» Instructions to follow:
The data should be restated word for word, in full.

● ● ●

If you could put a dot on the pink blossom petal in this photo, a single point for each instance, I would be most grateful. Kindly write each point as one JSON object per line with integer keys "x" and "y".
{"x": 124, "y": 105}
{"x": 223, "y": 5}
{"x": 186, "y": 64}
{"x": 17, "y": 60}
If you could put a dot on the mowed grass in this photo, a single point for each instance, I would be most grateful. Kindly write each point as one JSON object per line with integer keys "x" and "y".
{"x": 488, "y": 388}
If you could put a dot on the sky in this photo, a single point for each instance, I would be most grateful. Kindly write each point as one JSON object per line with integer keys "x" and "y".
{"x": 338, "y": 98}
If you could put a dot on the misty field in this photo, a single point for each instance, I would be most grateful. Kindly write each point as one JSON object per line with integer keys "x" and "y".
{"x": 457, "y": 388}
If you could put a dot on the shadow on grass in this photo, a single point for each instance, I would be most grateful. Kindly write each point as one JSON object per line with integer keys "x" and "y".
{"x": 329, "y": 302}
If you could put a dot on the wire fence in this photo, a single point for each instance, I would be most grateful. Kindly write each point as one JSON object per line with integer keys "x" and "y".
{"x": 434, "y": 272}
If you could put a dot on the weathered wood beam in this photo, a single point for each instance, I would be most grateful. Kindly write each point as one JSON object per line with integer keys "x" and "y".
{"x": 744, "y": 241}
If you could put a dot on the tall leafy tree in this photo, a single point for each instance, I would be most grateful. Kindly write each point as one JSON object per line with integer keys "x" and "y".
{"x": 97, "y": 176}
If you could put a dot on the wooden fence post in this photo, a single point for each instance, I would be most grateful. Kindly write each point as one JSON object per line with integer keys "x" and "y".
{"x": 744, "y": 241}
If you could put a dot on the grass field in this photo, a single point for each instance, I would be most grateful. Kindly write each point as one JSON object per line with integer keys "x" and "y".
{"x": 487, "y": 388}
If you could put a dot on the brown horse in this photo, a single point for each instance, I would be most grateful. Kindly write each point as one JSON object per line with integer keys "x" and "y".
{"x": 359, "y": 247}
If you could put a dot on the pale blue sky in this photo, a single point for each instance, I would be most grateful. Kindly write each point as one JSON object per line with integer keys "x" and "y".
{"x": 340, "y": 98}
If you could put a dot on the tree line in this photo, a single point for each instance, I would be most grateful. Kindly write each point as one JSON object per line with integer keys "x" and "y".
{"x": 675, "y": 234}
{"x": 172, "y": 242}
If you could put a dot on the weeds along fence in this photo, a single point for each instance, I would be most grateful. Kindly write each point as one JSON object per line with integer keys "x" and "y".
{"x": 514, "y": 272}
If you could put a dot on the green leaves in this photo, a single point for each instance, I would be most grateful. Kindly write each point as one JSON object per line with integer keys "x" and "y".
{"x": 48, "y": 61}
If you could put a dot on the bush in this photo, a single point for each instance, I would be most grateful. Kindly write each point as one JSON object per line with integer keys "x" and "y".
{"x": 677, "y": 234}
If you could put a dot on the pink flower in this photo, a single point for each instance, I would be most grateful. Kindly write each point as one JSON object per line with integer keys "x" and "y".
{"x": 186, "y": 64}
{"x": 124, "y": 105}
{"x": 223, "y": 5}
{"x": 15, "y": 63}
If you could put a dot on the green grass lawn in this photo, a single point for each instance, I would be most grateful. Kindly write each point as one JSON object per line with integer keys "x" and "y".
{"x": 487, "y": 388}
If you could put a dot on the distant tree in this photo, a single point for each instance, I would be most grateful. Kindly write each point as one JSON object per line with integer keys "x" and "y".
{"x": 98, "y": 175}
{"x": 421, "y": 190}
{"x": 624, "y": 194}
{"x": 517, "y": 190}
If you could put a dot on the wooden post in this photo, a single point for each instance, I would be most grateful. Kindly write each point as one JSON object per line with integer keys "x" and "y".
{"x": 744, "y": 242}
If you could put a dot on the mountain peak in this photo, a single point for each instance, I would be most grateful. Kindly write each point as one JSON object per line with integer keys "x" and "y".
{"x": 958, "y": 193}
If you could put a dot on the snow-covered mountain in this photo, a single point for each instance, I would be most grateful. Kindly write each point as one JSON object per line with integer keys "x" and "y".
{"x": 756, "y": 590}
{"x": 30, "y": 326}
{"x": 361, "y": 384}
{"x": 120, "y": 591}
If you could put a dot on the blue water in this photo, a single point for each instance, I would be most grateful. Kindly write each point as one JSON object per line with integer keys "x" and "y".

● ● ●

» Expected output:
If you could put a dot on the pink blossom petal in this photo, a single point for each instance, I would be most grateful. Kindly write each point as one JSON object per line with integer keys "x" and "y".
{"x": 124, "y": 105}
{"x": 223, "y": 5}
{"x": 186, "y": 64}
{"x": 17, "y": 60}
If you could put a dot on the mowed grass in this photo, a single point for each instance, I would be most grateful. Kindly write each point as one JSON object per line with integer keys "x" and "y".
{"x": 488, "y": 388}
If you could put a dot on the sky in this photo, a single point for each instance, I would be most grateful. Kindly write each point as one JSON object per line with integer keys "x" and "y".
{"x": 338, "y": 98}
If you could put a dot on the misty field in this photo, a single point for each instance, I would be most grateful. Kindly write each point as one JSON object per line with integer keys "x" and "y".
{"x": 457, "y": 388}
If you could put a dot on the shadow on grass in this photo, a single point for each instance, I would be most grateful. Kindly write each point as one JSON object per line with integer keys "x" and "y".
{"x": 329, "y": 302}
If you could put a dot on the wire fence in this photo, a single point for each instance, I would be most grateful. Kindly write each point as one JSON object per line with integer keys "x" and "y".
{"x": 434, "y": 272}
If you could put a dot on the weathered wood beam in this photo, a single point for each instance, I would be most grateful. Kindly write each point as one JSON object per line with integer keys "x" and "y".
{"x": 744, "y": 241}
If you could put a dot on the tall leafy tree in this photo, a single point for each instance, I would be most grateful. Kindly write each point as one JSON object per line with integer keys "x" and "y".
{"x": 97, "y": 176}
If you could put a dot on the wooden fence post in this photo, a single point for each instance, I would be most grateful. Kindly write each point as one JSON object per line with integer keys "x" and "y".
{"x": 744, "y": 241}
If you could put a dot on the grass field in this photo, a single point for each instance, I would be most grateful. Kindly write each point as one JSON object per line with integer keys "x" and "y".
{"x": 487, "y": 388}
If you could put a dot on the brown horse in this photo, a single point for each instance, I would be most grateful. Kindly write each point as one JSON object per line with integer keys "x" and "y".
{"x": 359, "y": 247}
If you could put a dot on the pale blue sky in this photo, a single point for each instance, I would be most grateful. Kindly write each point as one JSON object per line with integer keys "x" and "y".
{"x": 340, "y": 98}
If you could put a dot on the tree line in this photo, a single point for each instance, I would be most grateful. Kindly write each point as one JSON object per line with integer keys "x" and "y".
{"x": 675, "y": 234}
{"x": 172, "y": 242}
If you could put a dot on the weeds along fence in this photo, a single point for each instance, I would be most grateful. Kindly write each point as one JSON object per line with integer keys "x" and "y".
{"x": 514, "y": 272}
If you could put a dot on the green leaves in this photo, a single point for each instance, I would be most grateful. Kindly write each point as one JSON object per line with integer keys "x" and "y".
{"x": 48, "y": 61}
If you could put a dot on the bush in this photo, a single point for each instance, I would be most grateful. Kindly write each point as one JSON object per line with integer keys "x" and "y".
{"x": 677, "y": 234}
If you could put a dot on the pink flower in this photo, a single point for each instance, I would be most grateful. Kindly write each point as one JSON object per line with integer keys "x" and "y".
{"x": 186, "y": 64}
{"x": 124, "y": 105}
{"x": 223, "y": 5}
{"x": 15, "y": 63}
If you could put a dot on the green grass lawn in this photo, a single point for each instance, I would be most grateful. Kindly write each point as one JSON object per line with integer keys "x" and "y".
{"x": 487, "y": 388}
If you could put a dot on the distant tree in this photo, a single point for each instance, I would be most grateful. Kindly write each point as one JSON object per line with integer keys "x" and "y".
{"x": 98, "y": 175}
{"x": 421, "y": 190}
{"x": 624, "y": 194}
{"x": 517, "y": 190}
If you could put a dot on the wooden post in this photo, a single point for each instance, I would be most grateful. Kindly write each point as one JSON object per line with integer keys "x" and "y".
{"x": 744, "y": 242}
If you could put a dot on the mountain peak in this photo, a single point for each instance, I would be most grateful. Kindly write each point as one JSON object per line with integer keys "x" and "y".
{"x": 958, "y": 193}
If you could put a dot on the snow-covered mountain in this photo, a single point for each instance, I would be most grateful. Kindly write each point as one JSON object per line with integer keys "x" and "y".
{"x": 756, "y": 590}
{"x": 30, "y": 326}
{"x": 361, "y": 384}
{"x": 120, "y": 591}
If you could put a dot on the blue water in this photo, a single point for each instance, I would be most grateful. Kindly write each point as one JSON object per line with integer keys "x" and "y".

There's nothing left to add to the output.